**Goal of the exercise:** Repeat every line from the line containing "the water surface;" to the end of the data, exactly. Leave the pictures out.

[Data excerpts]

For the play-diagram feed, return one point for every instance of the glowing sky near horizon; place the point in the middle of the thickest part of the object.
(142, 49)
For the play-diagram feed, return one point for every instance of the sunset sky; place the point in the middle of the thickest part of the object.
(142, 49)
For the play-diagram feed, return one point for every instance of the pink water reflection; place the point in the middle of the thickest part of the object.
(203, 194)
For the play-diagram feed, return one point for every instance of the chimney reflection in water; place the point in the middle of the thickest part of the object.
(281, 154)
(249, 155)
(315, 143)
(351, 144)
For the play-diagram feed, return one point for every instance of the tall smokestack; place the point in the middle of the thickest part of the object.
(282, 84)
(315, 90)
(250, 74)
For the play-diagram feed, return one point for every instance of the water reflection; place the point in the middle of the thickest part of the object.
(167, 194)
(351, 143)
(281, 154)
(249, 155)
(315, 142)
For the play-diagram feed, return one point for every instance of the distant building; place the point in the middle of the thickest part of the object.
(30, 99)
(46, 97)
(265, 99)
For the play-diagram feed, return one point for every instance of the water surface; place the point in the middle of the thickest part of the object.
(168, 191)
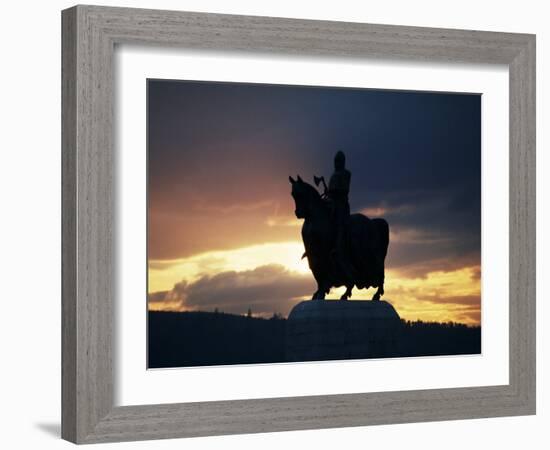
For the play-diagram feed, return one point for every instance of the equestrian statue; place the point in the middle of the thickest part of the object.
(342, 249)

[/Data excerpts]

**Result:**
For the play-diagram feed, return one point for every instance of the water surface; place the point in the middle of the thickest part of the object.
(168, 191)
For the play-diagram feed, return one point for every instance of the equestrian statue; place the point in the middle of the thickest part of the object.
(342, 249)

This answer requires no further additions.